Single by Delta Goodrem

from the album Wings of the Wild
- Released: 6 May 2016
- Genre: Pop
- Length: 3:09
- Label: Sony
- Songwriter(s): Delta Goodrem; Anthony Egizii; David Musumeci;
- Producer(s): Delta Goodrem; DNA;

Delta Goodrem singles chronology
| "Wings" (2015) | "Dear Life" (2016) | "Enough" (2016) |

Music video
- "Dear Life" on YouTube

= Dear Life (Delta Goodrem song) =

"Dear Life" is a song by Australian singer-songwriter Delta Goodrem, released as the second single from her fifth studio album Wings of the Wild. It was written and produced by Goodrem with Anthony Egizii and David Musumeci, known as DNA Songs. Sony Music released it as a digital download and CD single on 6 May 2016. "Dear Life" is a piano-driven pop ballad, with soft strings and a resounding beat. Lyrically, "Dear Life" focuses on self-doubt, and the questions one asks themselves at important stages of their life. Goodrem described it as a letter to life.

== Background and release ==
In late 2015, Goodrem and DNA Songs got together again to write a follow-up single to her number one hit "Wings". The song was initially meant to be an upbeat dance song. One night late in the studio, Goodrem sat down at the piano and started to play a soft melody. Eventually they began writing the words and working on it over the next few months and decided to release it as a single over the more upbeat song. Goodrem made the announcement after a social media campaign where she posted small portions of the cover art on several social medias with the caption "#DearLife". The hashtag trended number one on Twitter in Australia, and the next morning she announced the single. She said that she had only just finished working on the song a few days prior to the announcement.

### Exercise tasks
**a)** In the article on "Dear Life," what kind of song was it first meant to be?
**b)** Write what comes next in the article on "Dear Life," picking up after its last sentence.
The data that follows has nothing to do with the article on "Dear Life."

Collected data:
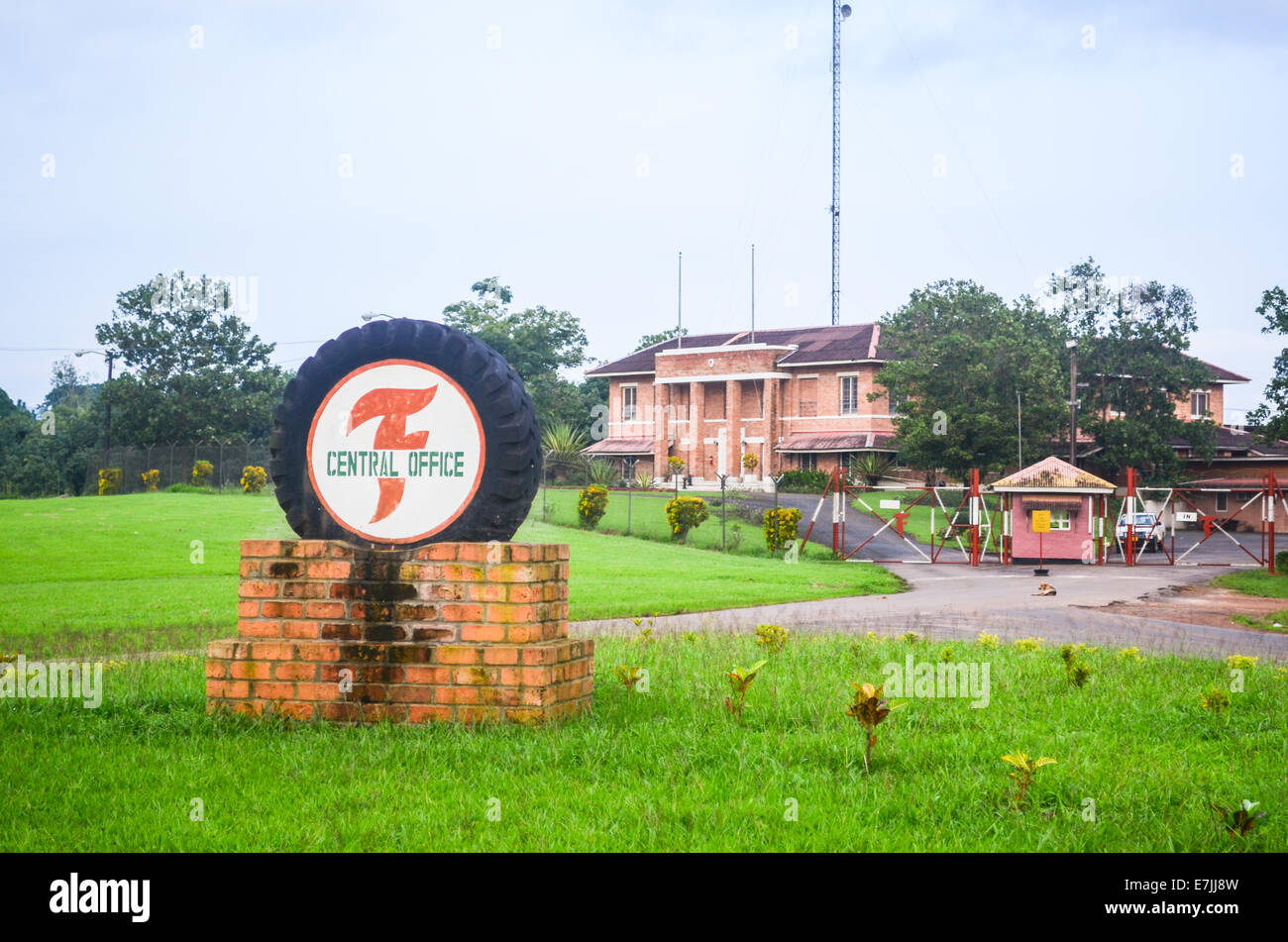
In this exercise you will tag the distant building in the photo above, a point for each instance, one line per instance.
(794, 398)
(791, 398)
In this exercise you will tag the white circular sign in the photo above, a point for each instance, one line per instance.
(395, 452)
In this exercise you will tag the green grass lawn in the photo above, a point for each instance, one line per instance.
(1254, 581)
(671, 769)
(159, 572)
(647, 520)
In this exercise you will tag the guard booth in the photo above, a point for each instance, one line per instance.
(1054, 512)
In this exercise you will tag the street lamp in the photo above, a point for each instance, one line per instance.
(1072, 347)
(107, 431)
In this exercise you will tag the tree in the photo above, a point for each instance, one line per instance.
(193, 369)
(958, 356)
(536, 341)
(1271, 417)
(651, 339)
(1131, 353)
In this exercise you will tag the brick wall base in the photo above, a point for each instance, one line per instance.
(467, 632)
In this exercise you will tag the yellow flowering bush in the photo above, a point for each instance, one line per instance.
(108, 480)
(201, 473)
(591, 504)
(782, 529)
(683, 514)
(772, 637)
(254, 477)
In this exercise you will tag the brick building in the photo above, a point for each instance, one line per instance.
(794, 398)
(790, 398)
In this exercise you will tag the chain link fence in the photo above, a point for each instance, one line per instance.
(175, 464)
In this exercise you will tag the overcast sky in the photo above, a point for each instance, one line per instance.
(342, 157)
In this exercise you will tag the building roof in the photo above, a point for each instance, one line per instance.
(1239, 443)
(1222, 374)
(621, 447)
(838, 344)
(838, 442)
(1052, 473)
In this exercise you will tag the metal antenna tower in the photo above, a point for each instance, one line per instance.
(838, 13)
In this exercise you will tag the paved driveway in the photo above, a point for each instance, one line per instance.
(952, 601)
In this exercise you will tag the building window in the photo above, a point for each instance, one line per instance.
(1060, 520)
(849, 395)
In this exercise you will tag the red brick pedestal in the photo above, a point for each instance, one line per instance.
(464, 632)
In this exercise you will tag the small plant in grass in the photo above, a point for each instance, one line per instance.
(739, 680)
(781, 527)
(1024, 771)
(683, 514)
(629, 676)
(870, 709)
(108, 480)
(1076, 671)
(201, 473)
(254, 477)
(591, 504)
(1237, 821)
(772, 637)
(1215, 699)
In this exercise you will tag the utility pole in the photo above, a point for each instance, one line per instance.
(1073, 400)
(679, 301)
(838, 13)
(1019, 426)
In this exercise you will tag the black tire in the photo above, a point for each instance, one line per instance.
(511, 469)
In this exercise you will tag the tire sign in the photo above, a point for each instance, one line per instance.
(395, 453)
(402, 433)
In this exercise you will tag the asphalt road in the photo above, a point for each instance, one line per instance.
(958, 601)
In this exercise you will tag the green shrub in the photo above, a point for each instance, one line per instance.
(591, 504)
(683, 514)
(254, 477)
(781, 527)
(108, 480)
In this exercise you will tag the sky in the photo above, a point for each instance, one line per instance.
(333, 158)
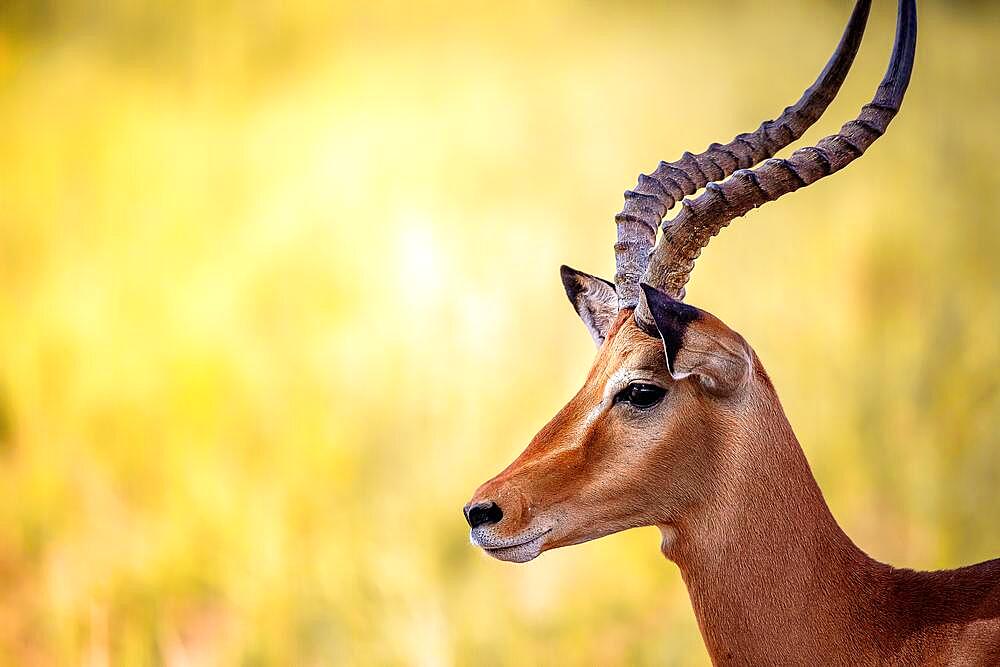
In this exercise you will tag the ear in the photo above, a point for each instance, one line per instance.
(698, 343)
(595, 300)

* * *

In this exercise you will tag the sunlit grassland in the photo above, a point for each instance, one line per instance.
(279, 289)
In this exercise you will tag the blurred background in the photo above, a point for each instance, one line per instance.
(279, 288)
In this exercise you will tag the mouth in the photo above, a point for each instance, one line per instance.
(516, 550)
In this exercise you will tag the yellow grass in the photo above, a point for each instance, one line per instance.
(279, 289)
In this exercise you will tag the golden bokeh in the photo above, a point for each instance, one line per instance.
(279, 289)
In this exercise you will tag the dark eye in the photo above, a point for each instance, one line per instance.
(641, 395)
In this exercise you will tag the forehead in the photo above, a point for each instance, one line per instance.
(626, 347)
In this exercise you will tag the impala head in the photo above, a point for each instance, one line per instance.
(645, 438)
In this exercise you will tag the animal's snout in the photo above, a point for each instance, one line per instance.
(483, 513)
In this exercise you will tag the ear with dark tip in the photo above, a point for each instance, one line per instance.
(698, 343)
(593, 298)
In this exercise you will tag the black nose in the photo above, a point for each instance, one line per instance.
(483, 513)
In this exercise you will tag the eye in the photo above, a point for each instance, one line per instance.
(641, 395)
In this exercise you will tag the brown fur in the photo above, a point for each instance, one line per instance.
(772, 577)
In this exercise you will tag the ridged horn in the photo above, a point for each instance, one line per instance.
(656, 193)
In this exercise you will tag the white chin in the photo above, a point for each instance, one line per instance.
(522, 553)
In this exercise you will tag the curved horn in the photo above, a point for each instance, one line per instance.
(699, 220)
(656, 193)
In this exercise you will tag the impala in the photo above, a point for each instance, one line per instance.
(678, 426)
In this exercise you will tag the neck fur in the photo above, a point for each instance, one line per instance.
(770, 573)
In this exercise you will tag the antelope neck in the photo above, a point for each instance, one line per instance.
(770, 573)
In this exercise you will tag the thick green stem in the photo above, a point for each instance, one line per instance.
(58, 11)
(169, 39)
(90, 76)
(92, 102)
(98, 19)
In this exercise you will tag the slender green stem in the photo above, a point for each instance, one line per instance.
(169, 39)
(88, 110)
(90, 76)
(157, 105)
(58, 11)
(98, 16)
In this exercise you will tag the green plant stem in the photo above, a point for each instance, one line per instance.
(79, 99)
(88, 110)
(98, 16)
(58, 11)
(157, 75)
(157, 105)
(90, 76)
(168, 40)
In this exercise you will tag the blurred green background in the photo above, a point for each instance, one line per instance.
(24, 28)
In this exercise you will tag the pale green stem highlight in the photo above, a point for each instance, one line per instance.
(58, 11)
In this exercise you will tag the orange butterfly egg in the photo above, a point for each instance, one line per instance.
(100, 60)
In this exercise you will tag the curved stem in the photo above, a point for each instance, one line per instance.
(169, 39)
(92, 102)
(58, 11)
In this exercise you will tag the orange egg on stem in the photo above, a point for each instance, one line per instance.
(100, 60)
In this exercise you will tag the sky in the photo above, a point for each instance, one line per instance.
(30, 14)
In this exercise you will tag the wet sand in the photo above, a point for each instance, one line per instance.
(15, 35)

--

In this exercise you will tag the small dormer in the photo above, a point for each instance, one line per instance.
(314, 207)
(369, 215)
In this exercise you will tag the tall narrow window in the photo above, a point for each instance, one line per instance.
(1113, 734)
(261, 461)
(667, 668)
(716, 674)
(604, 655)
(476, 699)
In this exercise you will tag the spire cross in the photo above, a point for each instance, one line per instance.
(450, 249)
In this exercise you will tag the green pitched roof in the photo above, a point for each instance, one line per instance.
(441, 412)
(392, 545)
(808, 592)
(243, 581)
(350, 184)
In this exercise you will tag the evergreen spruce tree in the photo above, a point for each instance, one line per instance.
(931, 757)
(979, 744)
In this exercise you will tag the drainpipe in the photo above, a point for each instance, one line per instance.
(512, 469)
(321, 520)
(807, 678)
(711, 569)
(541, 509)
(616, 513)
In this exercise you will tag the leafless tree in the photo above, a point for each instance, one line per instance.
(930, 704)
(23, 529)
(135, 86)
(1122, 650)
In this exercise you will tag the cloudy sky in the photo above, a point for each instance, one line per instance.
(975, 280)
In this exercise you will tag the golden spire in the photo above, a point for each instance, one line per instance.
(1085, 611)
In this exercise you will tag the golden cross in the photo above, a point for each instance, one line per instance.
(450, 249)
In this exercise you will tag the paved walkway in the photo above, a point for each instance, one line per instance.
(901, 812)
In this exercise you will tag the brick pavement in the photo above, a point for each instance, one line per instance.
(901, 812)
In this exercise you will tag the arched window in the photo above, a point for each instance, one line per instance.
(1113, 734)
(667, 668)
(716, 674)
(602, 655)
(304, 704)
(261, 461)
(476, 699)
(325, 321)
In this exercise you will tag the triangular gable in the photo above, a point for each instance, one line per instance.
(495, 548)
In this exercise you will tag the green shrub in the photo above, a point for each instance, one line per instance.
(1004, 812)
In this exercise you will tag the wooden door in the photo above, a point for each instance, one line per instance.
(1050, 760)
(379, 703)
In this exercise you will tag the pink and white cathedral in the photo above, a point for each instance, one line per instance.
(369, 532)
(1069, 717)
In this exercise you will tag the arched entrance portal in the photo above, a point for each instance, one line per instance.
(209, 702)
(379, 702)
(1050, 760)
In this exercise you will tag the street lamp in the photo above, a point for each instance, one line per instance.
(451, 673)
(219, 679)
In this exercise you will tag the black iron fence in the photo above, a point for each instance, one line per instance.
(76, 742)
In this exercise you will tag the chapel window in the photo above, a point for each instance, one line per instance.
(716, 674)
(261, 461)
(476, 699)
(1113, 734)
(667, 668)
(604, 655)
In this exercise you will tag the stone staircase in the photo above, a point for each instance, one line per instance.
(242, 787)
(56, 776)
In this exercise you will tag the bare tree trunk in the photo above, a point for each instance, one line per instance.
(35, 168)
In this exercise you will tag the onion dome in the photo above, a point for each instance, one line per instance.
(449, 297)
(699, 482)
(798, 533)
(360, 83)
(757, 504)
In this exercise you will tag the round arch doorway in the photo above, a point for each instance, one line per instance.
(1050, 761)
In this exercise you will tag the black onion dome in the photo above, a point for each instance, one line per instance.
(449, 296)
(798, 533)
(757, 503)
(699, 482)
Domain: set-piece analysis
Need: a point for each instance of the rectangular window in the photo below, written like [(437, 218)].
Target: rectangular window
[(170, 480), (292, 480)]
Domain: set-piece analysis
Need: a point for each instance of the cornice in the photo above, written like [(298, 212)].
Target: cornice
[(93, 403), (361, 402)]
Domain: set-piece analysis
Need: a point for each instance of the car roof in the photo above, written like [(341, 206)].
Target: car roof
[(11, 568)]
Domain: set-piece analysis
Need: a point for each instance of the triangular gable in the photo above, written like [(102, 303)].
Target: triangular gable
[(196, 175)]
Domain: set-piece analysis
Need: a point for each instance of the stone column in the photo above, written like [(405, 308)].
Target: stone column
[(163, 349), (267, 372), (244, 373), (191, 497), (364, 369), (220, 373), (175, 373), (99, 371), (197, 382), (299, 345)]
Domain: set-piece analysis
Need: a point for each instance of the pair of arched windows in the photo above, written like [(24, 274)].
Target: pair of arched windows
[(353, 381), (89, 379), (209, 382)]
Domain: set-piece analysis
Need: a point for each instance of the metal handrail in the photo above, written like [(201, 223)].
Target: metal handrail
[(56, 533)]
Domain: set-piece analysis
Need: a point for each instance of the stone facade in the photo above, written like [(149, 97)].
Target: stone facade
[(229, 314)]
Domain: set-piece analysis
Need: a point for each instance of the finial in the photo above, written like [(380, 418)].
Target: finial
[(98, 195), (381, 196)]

### Answers to the problems
**a)** An upbeat dance song.

**b)**
== Commercial performance ==
"Dear Life" debuted on the Australian ARIA Singles Chart at number three in the week ending 13 May 2016, becoming the week's highest debut.

== Music video ==
The song's accompanying music video was directed by Anthony Rose and was released on 13 May 2016. It features Goodrem playing piano and singing in front of a giant screen playing videos corresponding to the lyrics. The Anthony Rose directed music video was nominated for Best Video at the ARIA Music Awards of 2016.

== Promotion ==
To promote "Dear Life", Goodrem performed the song on the 2016 TV Week Logie Awards. She also performed the song on The Footy Show and Today. She did a small tour of signings across Victoria, New South Wales and Queensland in April and May.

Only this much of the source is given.